■ **The task**:
Write out each entry below exactly. Do not include the images.

---------- Dataset content

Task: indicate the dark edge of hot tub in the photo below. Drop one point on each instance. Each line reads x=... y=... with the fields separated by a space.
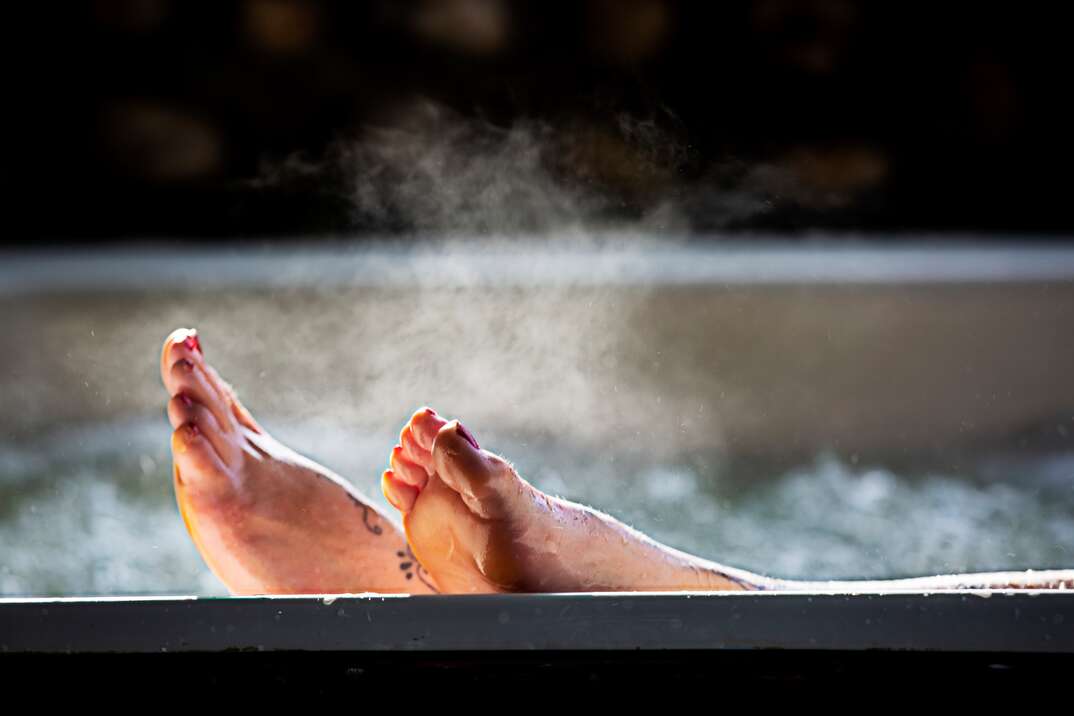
x=997 y=622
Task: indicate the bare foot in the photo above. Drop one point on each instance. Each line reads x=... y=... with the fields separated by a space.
x=265 y=519
x=477 y=526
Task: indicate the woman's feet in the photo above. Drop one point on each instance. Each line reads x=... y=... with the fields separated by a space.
x=477 y=526
x=264 y=519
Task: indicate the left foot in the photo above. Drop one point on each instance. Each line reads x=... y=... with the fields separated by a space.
x=265 y=519
x=477 y=526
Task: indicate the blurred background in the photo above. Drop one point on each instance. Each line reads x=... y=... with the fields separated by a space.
x=284 y=117
x=785 y=283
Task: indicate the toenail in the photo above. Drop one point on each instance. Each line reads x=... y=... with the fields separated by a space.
x=461 y=429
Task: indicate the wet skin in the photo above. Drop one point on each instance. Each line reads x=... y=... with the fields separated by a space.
x=270 y=521
x=265 y=519
x=478 y=527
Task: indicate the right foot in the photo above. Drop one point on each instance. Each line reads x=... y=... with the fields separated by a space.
x=264 y=519
x=477 y=526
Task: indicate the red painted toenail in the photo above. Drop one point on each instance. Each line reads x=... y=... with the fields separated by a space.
x=466 y=434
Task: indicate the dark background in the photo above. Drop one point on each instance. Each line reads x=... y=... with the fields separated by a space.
x=135 y=118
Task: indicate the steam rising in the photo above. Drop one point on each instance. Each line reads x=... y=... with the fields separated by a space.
x=430 y=170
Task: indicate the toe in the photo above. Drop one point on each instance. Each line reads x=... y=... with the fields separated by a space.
x=424 y=424
x=411 y=473
x=187 y=378
x=182 y=344
x=183 y=410
x=415 y=452
x=478 y=477
x=397 y=493
x=196 y=459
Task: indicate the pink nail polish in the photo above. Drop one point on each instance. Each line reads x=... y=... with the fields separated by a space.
x=466 y=434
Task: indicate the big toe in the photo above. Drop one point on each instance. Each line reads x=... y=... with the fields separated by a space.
x=484 y=481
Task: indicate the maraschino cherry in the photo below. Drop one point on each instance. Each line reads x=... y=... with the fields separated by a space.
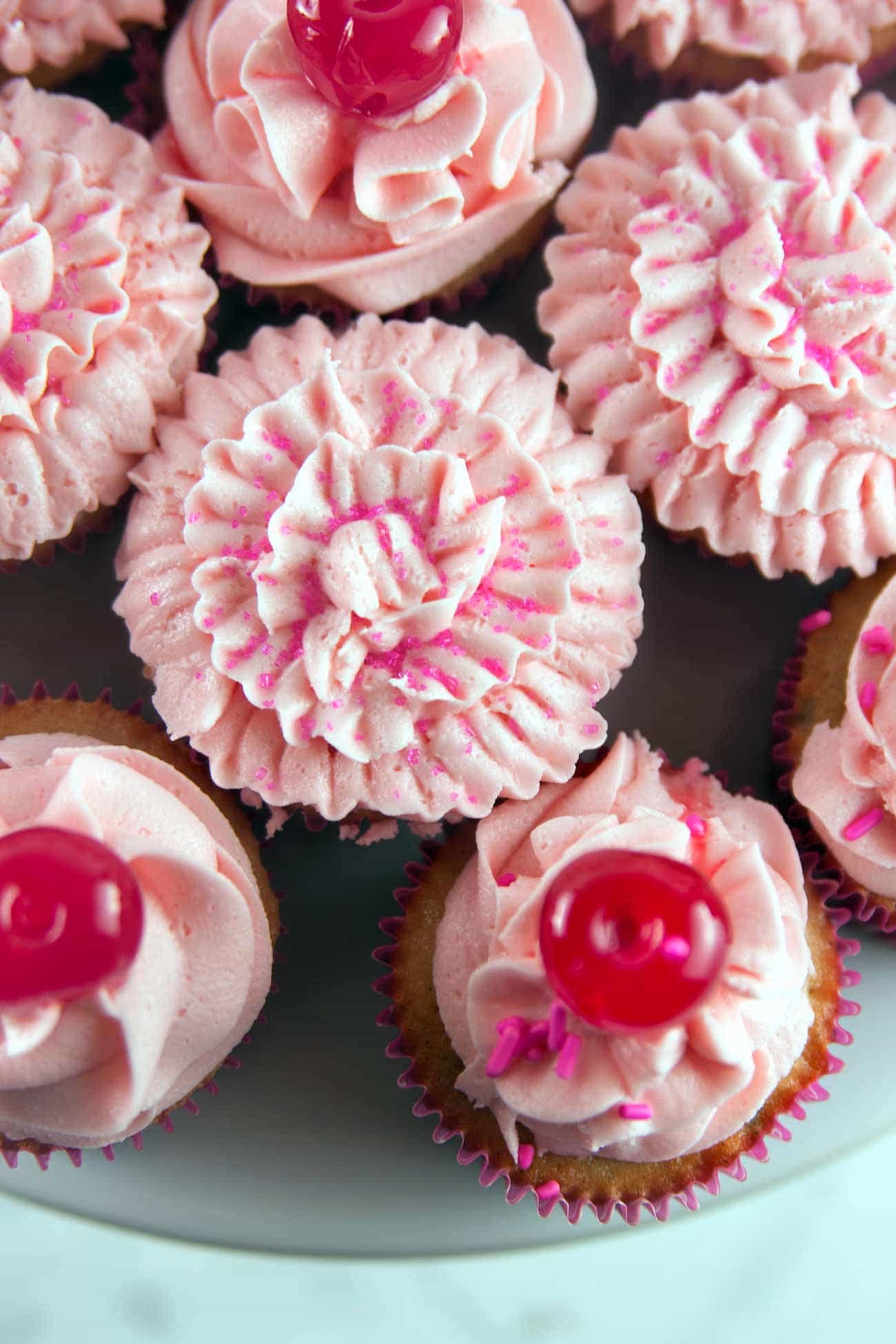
x=72 y=915
x=632 y=941
x=375 y=57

--------------------

■ **Result below**:
Task: indicate the dark edge of hot tub in the photo below. Drop one point on each instance. Each line reads x=... y=... with the fields separated by a space.
x=997 y=622
Task: indicate the bare foot in the photo above. Drop one point on each instance. Each line reads x=... y=... with the fields separated by a space.
x=265 y=519
x=477 y=526
Task: indicate the woman's feet in the photo above. Drop one point on each instance. Each line reads x=... y=... with the fields separated by a space.
x=477 y=526
x=264 y=519
Task: indicate the left foot in the photo above. Drop one point on each instance. Each line reads x=... y=... with the fields separated by a space.
x=265 y=519
x=477 y=526
Task: indicate the blurred background in the photo above. Drop one point on each instance. Each line reads x=... y=... with the fields separated by a space.
x=284 y=117
x=785 y=283
Task: indicate the toenail in the photo above. Drop one point on each instance. Each line reads x=... y=... with the fields separated by a space.
x=461 y=429
Task: indicate the wet skin in the photo above. Drop one point on each instance. Each line reads x=... y=... with the fields separated by a space.
x=270 y=521
x=265 y=519
x=478 y=527
Task: indicate the right foot in the photo above. Drop one point on each instance. Each line reads x=... y=... with the fields separated by a space.
x=264 y=519
x=477 y=526
Task: indicate the red painted toenail in the photo above. Drop one point on each instance. Each line reads x=... y=... with the fields separated by a space.
x=466 y=434
Task: indicate the dark background in the photo above. Drop one point on each instance. Each line reads x=... y=... with the fields separated by a space.
x=135 y=118
Task: indicate the steam rising in the photo above. Drop one point on each instance. Each line reads x=... y=... with the fields separated by a space.
x=430 y=170
Task: indicate the toe in the photo above. Drop one point on each instance. Each line reads x=... y=... with the fields separated by a space.
x=424 y=424
x=411 y=473
x=187 y=378
x=182 y=344
x=183 y=410
x=415 y=452
x=478 y=477
x=397 y=493
x=196 y=459
Task: indicate the pink nail polish in the photo above. Drop one point on each instance. Each line reads x=... y=... with the fields separated by a space.
x=466 y=434
Task: indicate the big toe in the photo above. Drop one point on each instance. Each line reads x=... y=... with the fields separated by a space.
x=484 y=481
Task: indicate the maraschino cherry in the photo below. Drop one point on each instance. Each line reads x=... y=... with the fields separated by a space.
x=72 y=915
x=632 y=941
x=375 y=57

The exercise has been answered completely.